GIVEN PROBLEM:
Write out all of the entries exactly, please.

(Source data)
--*--
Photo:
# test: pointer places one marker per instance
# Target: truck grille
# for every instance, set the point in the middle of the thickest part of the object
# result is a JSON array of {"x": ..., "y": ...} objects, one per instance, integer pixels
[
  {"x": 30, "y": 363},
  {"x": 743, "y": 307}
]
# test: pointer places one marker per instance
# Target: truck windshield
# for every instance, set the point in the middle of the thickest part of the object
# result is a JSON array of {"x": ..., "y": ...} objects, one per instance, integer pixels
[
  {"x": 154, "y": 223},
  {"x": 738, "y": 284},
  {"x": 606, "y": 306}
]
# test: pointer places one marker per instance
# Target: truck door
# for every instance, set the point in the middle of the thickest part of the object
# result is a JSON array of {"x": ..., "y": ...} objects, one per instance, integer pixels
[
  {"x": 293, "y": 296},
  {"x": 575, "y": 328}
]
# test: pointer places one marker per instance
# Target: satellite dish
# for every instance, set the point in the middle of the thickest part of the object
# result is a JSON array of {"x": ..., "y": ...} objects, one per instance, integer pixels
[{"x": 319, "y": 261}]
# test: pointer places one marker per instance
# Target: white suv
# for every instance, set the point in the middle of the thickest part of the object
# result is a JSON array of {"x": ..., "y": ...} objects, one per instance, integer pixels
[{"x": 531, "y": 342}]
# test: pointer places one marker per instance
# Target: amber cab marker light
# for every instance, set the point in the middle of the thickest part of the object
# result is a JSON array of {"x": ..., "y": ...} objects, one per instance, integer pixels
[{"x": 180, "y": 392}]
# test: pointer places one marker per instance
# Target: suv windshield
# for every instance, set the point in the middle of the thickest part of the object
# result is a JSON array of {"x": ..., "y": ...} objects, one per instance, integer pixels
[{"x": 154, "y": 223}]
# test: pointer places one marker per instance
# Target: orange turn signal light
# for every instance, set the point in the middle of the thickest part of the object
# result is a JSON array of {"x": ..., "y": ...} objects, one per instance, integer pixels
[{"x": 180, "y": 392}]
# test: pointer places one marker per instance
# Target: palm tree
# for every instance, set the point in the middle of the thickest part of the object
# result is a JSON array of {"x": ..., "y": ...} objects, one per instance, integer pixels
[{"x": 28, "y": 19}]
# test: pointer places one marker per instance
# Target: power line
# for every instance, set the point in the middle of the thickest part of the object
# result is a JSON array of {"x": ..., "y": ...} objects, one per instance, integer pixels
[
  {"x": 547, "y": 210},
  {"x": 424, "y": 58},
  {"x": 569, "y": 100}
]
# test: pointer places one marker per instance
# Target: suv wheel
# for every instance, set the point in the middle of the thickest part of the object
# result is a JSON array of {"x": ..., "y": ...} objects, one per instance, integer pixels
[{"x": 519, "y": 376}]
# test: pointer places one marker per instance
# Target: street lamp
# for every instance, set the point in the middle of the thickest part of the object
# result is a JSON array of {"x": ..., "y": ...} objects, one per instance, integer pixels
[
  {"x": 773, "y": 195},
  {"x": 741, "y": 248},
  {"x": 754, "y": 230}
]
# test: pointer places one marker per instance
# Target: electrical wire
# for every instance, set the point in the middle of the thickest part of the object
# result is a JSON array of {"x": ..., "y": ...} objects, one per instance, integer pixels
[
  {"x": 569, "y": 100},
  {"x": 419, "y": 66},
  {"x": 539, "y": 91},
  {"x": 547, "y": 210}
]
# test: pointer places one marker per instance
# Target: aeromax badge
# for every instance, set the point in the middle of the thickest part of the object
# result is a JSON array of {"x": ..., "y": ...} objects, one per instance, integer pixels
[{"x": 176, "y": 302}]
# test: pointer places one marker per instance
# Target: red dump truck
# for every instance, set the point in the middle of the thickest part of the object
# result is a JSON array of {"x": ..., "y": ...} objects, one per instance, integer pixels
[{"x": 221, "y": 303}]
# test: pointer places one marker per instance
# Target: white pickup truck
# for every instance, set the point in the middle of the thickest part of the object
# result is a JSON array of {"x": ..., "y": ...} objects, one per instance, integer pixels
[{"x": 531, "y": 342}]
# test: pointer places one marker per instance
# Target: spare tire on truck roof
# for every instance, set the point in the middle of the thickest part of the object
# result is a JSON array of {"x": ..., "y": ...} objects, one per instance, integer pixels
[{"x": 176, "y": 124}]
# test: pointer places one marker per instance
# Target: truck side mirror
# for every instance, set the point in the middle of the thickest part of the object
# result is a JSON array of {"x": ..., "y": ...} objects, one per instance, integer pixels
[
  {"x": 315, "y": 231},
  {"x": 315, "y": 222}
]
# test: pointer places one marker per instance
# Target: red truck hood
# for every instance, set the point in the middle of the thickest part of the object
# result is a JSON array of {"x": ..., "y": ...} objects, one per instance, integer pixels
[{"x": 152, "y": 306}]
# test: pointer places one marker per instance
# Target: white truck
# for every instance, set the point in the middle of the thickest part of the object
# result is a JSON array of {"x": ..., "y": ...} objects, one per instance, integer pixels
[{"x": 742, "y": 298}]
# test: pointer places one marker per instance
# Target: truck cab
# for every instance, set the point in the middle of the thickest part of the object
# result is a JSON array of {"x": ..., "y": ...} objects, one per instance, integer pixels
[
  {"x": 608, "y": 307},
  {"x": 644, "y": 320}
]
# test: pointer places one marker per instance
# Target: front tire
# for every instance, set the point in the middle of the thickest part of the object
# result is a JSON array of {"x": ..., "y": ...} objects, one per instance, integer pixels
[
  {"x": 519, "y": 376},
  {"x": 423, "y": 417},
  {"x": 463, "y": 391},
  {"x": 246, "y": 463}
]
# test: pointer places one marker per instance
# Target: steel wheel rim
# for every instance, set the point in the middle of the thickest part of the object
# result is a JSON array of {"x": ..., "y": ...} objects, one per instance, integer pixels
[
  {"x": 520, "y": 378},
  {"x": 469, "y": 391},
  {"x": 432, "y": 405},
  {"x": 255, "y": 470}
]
--*--
RESULT OF THE TASK:
Photo:
# test: pointer places one marker per instance
# Target: truck grille
# for every instance, set the point in the middle of the thickest part of the object
# result is a JSON array of {"x": ..., "y": ...} objects, one per instance, integer pixels
[
  {"x": 30, "y": 363},
  {"x": 743, "y": 307}
]
# test: pointer places one marker per instance
# Target: truck windshield
# for every instance, set the point in the middle of the thickest part of the object
# result is a JSON array of {"x": ..., "y": ...} objects, one per instance, integer pixels
[
  {"x": 154, "y": 223},
  {"x": 738, "y": 284},
  {"x": 606, "y": 306}
]
# test: pointer places one marker per instance
# Target: truck door
# for every instance, set the point in the middle of the thickest part of the object
# result is a JSON array of {"x": ..., "y": ...} objects, one per instance, integer pixels
[
  {"x": 293, "y": 296},
  {"x": 575, "y": 328}
]
# test: pointer places one marker per instance
# Target: satellite dish
# for every instance, set the point in the middle of the thickest part of the object
# result is a JSON array of {"x": ..., "y": ...} objects, one per instance, integer pixels
[{"x": 319, "y": 261}]
# test: pointer places one marker per instance
# Target: white suv
# for every instance, set the point in the middle of the thickest part of the object
# result is a JSON array of {"x": ..., "y": ...} objects, one per instance, integer pixels
[{"x": 531, "y": 342}]
# test: pointer places one marker per instance
# Target: amber cab marker light
# for every instance, set the point in the middle of the thickest part of the object
# result is a JSON array of {"x": ..., "y": ...} objects, one per instance, integer pixels
[{"x": 180, "y": 392}]
# test: pointer places one marker per instance
# Target: suv windshield
# for every instance, set the point in the middle of the thickest part of the object
# result is a JSON array of {"x": ..., "y": ...} objects, one per instance, integer pixels
[{"x": 154, "y": 223}]
# test: pointer places one marker per instance
# Target: orange turn signal light
# for every instance, set the point in the middle of the thickest part of the object
# result is a JSON array of {"x": ..., "y": ...} objects, one per instance, integer pixels
[{"x": 180, "y": 392}]
# test: pointer places one marker per instance
# Target: palm tree
# for every instance, set the point in the middle of the thickest part of the object
# result is a JSON array of {"x": ..., "y": ...} objects, one per instance, integer pixels
[{"x": 28, "y": 19}]
# test: pointer places one marker per instance
# Target: power line
# for every instance, set the point in the middle of the thickest part of the object
# result is a JSON array of {"x": ..., "y": ...} objects, one per instance, integer pixels
[
  {"x": 547, "y": 210},
  {"x": 424, "y": 58},
  {"x": 569, "y": 100}
]
# test: pointer places one marker per instance
# Target: suv wheel
# for every instance, set the point in the middle of the thickest part of the object
# result is a JSON array of {"x": ..., "y": ...} objects, one per instance, integer pixels
[{"x": 519, "y": 376}]
# test: pointer places one marker per instance
# Target: street lamp
# for every instance, set the point in the middle of the thickest part of the object
# result is a JSON array of {"x": ..., "y": ...} objects, one per instance, integer pixels
[
  {"x": 773, "y": 195},
  {"x": 741, "y": 248},
  {"x": 754, "y": 230}
]
# test: pointer places one marker per instance
# Target: electrical wire
# for every instance, set the point in the middle of the thickest part of the object
# result is a JSON array of {"x": ..., "y": ...} objects, one per instance, integer pixels
[
  {"x": 569, "y": 100},
  {"x": 419, "y": 66},
  {"x": 539, "y": 91},
  {"x": 547, "y": 210}
]
# test: pointer places one marker per instance
# Target: aeromax badge
# for every instance, set the point in the middle of the thickest part of the object
# result is a JSON array of {"x": ..., "y": ...} objects, one per instance, integer pixels
[{"x": 176, "y": 302}]
# test: pointer places one marker per instance
# Target: red dump truck
# for every instance, set the point in the middle of the thickest part of the object
# result is a JSON array of {"x": ..., "y": ...} objects, one per instance, integer pixels
[{"x": 221, "y": 303}]
# test: pointer places one marker per instance
# Target: white pickup truck
# for every instance, set the point in the middle of the thickest part of the object
# result is a JSON array of {"x": ..., "y": ...} objects, one per instance, integer pixels
[{"x": 531, "y": 342}]
# test: pointer places one marker per instance
# Target: spare tire on truck roof
# for every instance, set the point in the middle of the thickest part of the object
# result is a JSON array of {"x": ..., "y": ...} objects, one per instance, integer pixels
[{"x": 176, "y": 124}]
# test: pointer places one marker per instance
# Target: truck side mirror
# for every instance, set the point in the middle of the thickest part of the object
# result is a JSON array of {"x": ..., "y": ...} objects, one per instance, integer pixels
[
  {"x": 315, "y": 231},
  {"x": 315, "y": 222}
]
# test: pointer places one marker per instance
# Target: red truck hood
# for every instance, set the point in the middle of the thickest part of the object
# result is a JSON array of {"x": ..., "y": ...} objects, one per instance, integer pixels
[{"x": 152, "y": 306}]
# test: pointer places one marker per instance
# Target: white truck
# for every instance, set the point in the middle of the thickest part of the object
# result is a JSON array of {"x": ..., "y": ...} objects, one per instance, integer pixels
[{"x": 742, "y": 298}]
# test: pointer places one marker per instance
# Target: truck cab
# for every instance, set the point in the middle of the thickest part of the object
# result is a JSON array of {"x": ..., "y": ...} objects, one per instance, integer pixels
[
  {"x": 608, "y": 307},
  {"x": 644, "y": 320}
]
# test: pointer places one marker per instance
# Target: front tire
# for every instance, set the point in the middle of the thickest part of the object
# result is a JSON array of {"x": ..., "y": ...} objects, one per instance, integer pixels
[
  {"x": 519, "y": 376},
  {"x": 423, "y": 417},
  {"x": 463, "y": 391},
  {"x": 246, "y": 463}
]
# test: pointer places one marker per instance
# Target: steel wheel rim
# for every instance, set the point in the middle of the thickest part of the object
# result is a JSON array of {"x": ..., "y": ...} objects, one per instance, integer pixels
[
  {"x": 520, "y": 378},
  {"x": 469, "y": 391},
  {"x": 432, "y": 405},
  {"x": 255, "y": 470}
]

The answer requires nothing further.